§ OBJECTIVE
Transcribe the text lines of every entry word for word, including the lines that follow each one. Omit the pictures from your copy.

* Begin MATERIAL FOR THE TASK *

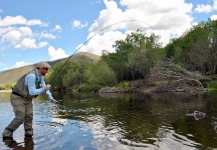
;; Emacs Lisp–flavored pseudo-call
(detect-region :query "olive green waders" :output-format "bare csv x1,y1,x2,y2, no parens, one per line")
2,93,33,139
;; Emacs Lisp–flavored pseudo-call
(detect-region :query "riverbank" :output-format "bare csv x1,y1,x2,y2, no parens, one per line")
0,90,12,92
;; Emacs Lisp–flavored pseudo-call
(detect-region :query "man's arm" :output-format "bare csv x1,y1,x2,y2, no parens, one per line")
25,73,43,96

* End MATERIAL FOR THE TASK *

§ CORRECT OUTPUT
;; Emacs Lisp–flavored pseudo-call
(detect-region :query "olive green waders" :output-format "bare csv x1,y1,x2,y2, no parens, one per line")
2,93,33,139
;; Emacs Lisp–flavored pseudo-call
(detect-region :query "riverbank" :output-format "bare csv x1,y1,x2,y2, no parens, one per line")
0,90,12,92
;; Emacs Lisp–flavored pseudo-call
(detect-region :query "man's arm" :output-format "bare csv x1,y1,x2,y2, no parens, one per line")
25,73,43,96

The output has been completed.